── DOCUMENT EXTRACT ──

Since Hugo Tagholm took over the reigns at Surfers Against Sewage in 2008, we’ve seen the country sit up and not only take note of the plastic pollution that is invading our coastlines, but take action. From presenting the first Global Wave Conference in Newquay last year to protests at Parliament, Hugo has channelled his passion for protecting our seas into effective and affecting campaigning that has been as informative as it has been touching. We’re excited to introduce Hugo as our inaugural Guardian of the Sea.

Tell us about your role as Chief Executive at Surfers Against Sewage

I really have to be a jack of all trades. We’re a small but influential organisation so my job is about connecting with people and empowering my team to do what they need to protect our oceans. That goes from working with my campaigns team on big campaigns issues to working on a conservation, grassroots level, helping mobilise thousands of volunteers around the coastline.

I do a lot of fundraising; people often forget that charities need that income to create the best possible job to protect our waves, to protect our beaches, to protect our wildlife. So I have to run around to create the right partnerships, create the right projects, to make sure we do the best possible job to protect our beaches for everyone.

The great thing here is that we all share the common deep blue thrill of the ocean; we’re surfers, we’re environmentalists, we’re marine fanatics, so everyone here shares that passion for our coastline. Once you’ve got passion, I think you can achieve anything.

───
── DATASET EXTRACT ──

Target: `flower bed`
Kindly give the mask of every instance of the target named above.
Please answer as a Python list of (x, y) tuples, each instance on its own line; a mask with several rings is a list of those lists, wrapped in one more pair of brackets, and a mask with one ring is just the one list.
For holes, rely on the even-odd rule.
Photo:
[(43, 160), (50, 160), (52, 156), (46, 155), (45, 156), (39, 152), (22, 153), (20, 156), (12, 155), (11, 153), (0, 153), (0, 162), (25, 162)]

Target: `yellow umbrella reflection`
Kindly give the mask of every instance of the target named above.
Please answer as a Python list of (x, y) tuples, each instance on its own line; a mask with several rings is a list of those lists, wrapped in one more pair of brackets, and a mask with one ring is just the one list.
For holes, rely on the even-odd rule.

───

* **TASKS**
1) Write out everything in the Surfers Against Sewage interview from "Tell us about" down to "around the coastline.", swapping "volunteers" for "supporters".
2) Carry on the interview with Hugo Tagholm about Surfers Against Sewage from the point where it stops.

* **OUTPUTS**
1)
Tell us about your role as Chief Executive at Surfers Against Sewage

I really have to be a jack of all trades. We’re a small but influential organisation so my job is about connecting with people and empowering my team to do what they need to protect our oceans. That goes from working with my campaigns team on big campaigns issues to working on a conservation, grassroots level, helping mobilise thousands of supporters around the coastline.

2)
What does your typical day look like?

Each day is A-typical! My time now involves a lot of travel. In the last two weeks I’ve been in San Sebastian in Spain, Brussels, London, Newcastle - running around seeing our partners and supporters, building and maintaining those really important relationships.

But typically my day can range from anything like being on the beach removing litter with our volunteers, right through to sitting in parliament talking to ministers and politicians, calling for the changes we want at the very highest level - on water quality, on marine plastics, on protecting sites of special surfing interest, so it keeps me on my toes!

I can’t say I just sit in front of a computer screen necessarily all day long, which is great. And hopefully since we’re based on this beautiful headland here in Cornwall, I can go surfing from time to time.

I always encourage my team to keep reminding themselves of their passion for the sea – to go surfing and make time to do it as it’s a great motivator.

So building on that, where is your favourite beach or seascape in the UK?

There is so much variety from big rugged, sweeping beaches to tiny wooded coves. We’re very lucky to have so much. For me, my favourite wave is probably nearby here actually, Droskyn (in Perranporth). I’m goofy footed and I love the wave there at a certain tide, but it would be wrong for me to say which tide...

I am by no means an amazing surfer, but you don’t have to be an amazing surfer to love the sea as much as the next person. It doesn’t matter whether you’re surfing on massive waves or just beginning, you can have equal amounts of love for the ocean – it seems to answer a wanderlust people have. It’s a great place where you can be truly disconnected from the world but totally connected with nature.

Do you think that connection with nature was something that brought you to SAS?

I was always an environmentalist and nature mad as it were even before being a surfer. Since my very early days I was fishing around in rock pools, waist deep in ponds, excited about anything I could catch.

I had a room full of natural history artefacts and animals since I was a young kid. I was also really big into sport – not just water sports, but swimming and running and all sorts of things – so surfing fused those two things and led me to see other environments.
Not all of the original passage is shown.